Exercise objective: Can you retype this listing line for line, leaving out the pictures?

Exercise input:

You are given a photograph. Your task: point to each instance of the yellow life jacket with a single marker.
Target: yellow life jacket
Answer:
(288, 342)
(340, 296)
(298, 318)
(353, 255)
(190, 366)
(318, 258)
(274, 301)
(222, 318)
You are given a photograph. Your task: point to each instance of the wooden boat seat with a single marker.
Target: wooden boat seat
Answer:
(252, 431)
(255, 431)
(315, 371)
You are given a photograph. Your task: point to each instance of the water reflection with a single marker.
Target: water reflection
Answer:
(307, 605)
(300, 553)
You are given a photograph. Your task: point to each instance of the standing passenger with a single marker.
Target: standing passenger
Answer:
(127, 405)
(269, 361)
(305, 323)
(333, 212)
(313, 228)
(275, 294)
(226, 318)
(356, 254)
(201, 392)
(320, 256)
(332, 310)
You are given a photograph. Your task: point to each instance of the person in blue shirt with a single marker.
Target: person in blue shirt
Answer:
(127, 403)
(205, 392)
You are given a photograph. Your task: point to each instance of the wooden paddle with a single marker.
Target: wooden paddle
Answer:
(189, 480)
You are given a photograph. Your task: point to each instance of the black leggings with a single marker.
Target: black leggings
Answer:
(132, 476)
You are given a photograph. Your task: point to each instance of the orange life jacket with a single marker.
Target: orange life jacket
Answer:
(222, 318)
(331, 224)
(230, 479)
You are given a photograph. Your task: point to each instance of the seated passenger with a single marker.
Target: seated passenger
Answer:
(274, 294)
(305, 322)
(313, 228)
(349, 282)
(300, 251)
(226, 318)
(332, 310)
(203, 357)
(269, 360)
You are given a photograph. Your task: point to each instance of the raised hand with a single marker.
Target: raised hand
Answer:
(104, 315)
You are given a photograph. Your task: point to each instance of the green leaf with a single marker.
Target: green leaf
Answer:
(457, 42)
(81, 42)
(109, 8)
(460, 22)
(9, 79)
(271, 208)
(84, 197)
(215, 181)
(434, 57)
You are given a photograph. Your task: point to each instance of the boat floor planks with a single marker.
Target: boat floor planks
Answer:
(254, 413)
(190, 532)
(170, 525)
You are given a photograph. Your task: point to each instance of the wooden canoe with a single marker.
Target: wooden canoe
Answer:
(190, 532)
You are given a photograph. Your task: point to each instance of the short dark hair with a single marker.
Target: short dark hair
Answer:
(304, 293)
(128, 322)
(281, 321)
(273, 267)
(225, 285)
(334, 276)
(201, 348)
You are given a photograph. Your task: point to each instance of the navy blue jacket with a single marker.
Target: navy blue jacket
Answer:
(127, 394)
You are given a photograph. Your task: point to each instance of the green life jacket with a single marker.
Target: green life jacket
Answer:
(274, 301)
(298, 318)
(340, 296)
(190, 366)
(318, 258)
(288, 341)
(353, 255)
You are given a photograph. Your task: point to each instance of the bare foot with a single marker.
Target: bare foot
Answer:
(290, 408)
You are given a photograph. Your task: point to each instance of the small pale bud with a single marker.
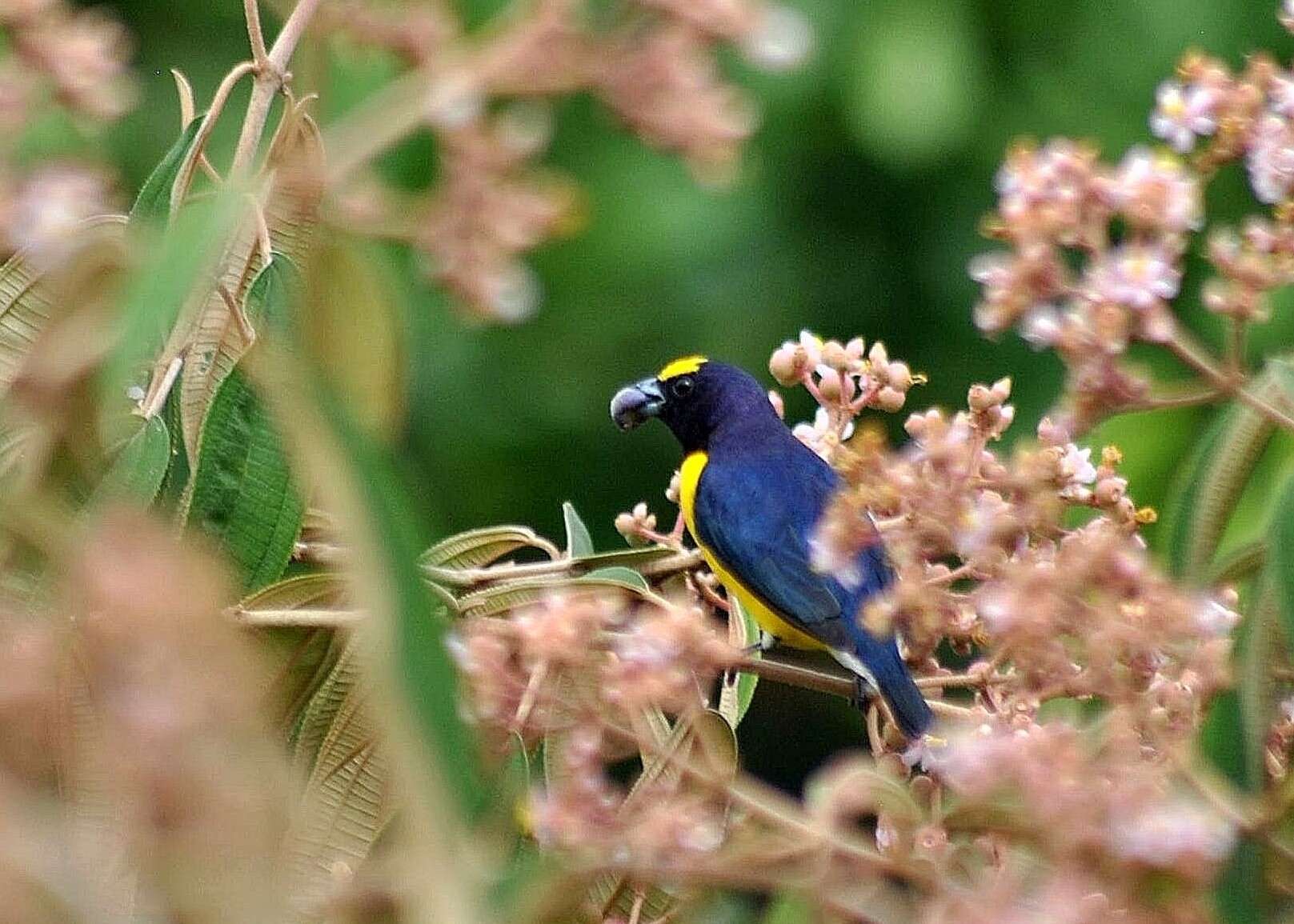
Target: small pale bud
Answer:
(889, 399)
(830, 386)
(980, 399)
(778, 404)
(899, 375)
(788, 364)
(835, 356)
(1111, 490)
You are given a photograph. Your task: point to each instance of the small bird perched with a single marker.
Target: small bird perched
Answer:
(752, 494)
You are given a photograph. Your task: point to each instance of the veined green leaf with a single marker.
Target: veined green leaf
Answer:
(618, 575)
(359, 484)
(346, 806)
(161, 287)
(1205, 492)
(33, 297)
(479, 548)
(325, 703)
(243, 494)
(503, 597)
(361, 352)
(1260, 651)
(579, 542)
(138, 471)
(154, 199)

Exercise output:
You are given a photograph. Your task: point to each instance of the yellow life jacket with a single marker.
Target: yellow life jacket
Answer:
(288, 342)
(340, 296)
(298, 318)
(353, 255)
(190, 366)
(318, 258)
(274, 301)
(222, 318)
You are given a photograph. Your task: point to each instance of the wooden boat seat with a single marker.
Target: wooden boat seat
Answer:
(252, 431)
(255, 431)
(315, 371)
You are given a photograph. Your task: point to each instance of the water reflection with a single marker.
Target: water reflection
Answer:
(307, 605)
(300, 553)
You are given a photograph. Your task: point to each instance of the standing passenger with a single marker.
Target: standing passenger
Answer:
(127, 405)
(269, 361)
(305, 323)
(333, 212)
(313, 228)
(275, 294)
(226, 318)
(356, 254)
(201, 392)
(320, 256)
(332, 310)
You are given a photograph. Your task: point to each instance of the person in blue shirt with a single marker.
Target: person in blue shirt
Answer:
(127, 403)
(205, 392)
You are given a photograph. Your task: point to each instance of the wooden paddle with a single marker.
Target: wooden paddle
Answer:
(189, 480)
You are given a photograph. Your task: point to each instance of the black leggings with a single marker.
Target: black leggings
Answer:
(132, 476)
You are given a photograph. Your task: point to each instance of the orange life jacket with a single marker.
Target: orange life jacket
Answer:
(222, 318)
(331, 224)
(230, 479)
You are given a photograph. Your task: point to each instance of the seated passenger with a single marker.
Target: seated passenger
Answer:
(274, 294)
(305, 322)
(313, 228)
(349, 282)
(300, 251)
(226, 318)
(332, 310)
(203, 357)
(269, 360)
You are given a photograph. Your task: point to each instance of the raised hand with a single marker.
Target: raised hand
Answer:
(104, 315)
You are given a photograph. Your task: point to each instance of the green leaf with a single marker.
Target: green leaf
Answer:
(457, 42)
(81, 42)
(109, 8)
(460, 22)
(9, 79)
(271, 208)
(84, 197)
(215, 181)
(434, 57)
You are given a photograph. Your task: point to each instance of the boat floor planks with a single marker.
Target: boat floor planks
Answer:
(254, 413)
(190, 532)
(170, 525)
You are given a photograph. Your task: point to each instance of the wooden canoe with a single marker.
Target: wooden canoe
Answer:
(190, 532)
You are given a photograph. Your task: point to each instance of the short dark hair with a single marker.
Target: short dark hair
Answer:
(304, 293)
(128, 322)
(281, 321)
(273, 267)
(225, 285)
(334, 276)
(201, 348)
You are given a photograph. Your task: point to each instance of the navy blue jacket with a single marker.
Target: navy blue jacket
Answer:
(127, 394)
You are given a photograph. Your task: point to each instance of the green life jacket with a single marker.
Target: green life jacket
Answer:
(274, 301)
(298, 318)
(340, 296)
(190, 366)
(318, 258)
(288, 341)
(353, 255)
You are given a photograph. Your task: point to each instance of the bare foot with a single marker.
Target: bare foot
Answer:
(290, 408)
You are given a photograph. Your task: point to each instance of the small pale bud with a single marker.
Target: small pale bud
Answer:
(889, 399)
(830, 386)
(980, 399)
(778, 404)
(899, 375)
(788, 364)
(835, 356)
(1111, 490)
You are given a photograph. Your task: point to each instance of the small bird perched with a single marker.
Target: small bird perched
Answer:
(752, 494)
You are given a photograph. Your task: point to each instance of the veined green leaf with a single marker.
Target: veined green leaf
Answer:
(618, 575)
(359, 484)
(346, 806)
(161, 287)
(1205, 492)
(33, 297)
(479, 548)
(325, 703)
(243, 494)
(503, 597)
(361, 352)
(1260, 651)
(579, 542)
(138, 471)
(154, 199)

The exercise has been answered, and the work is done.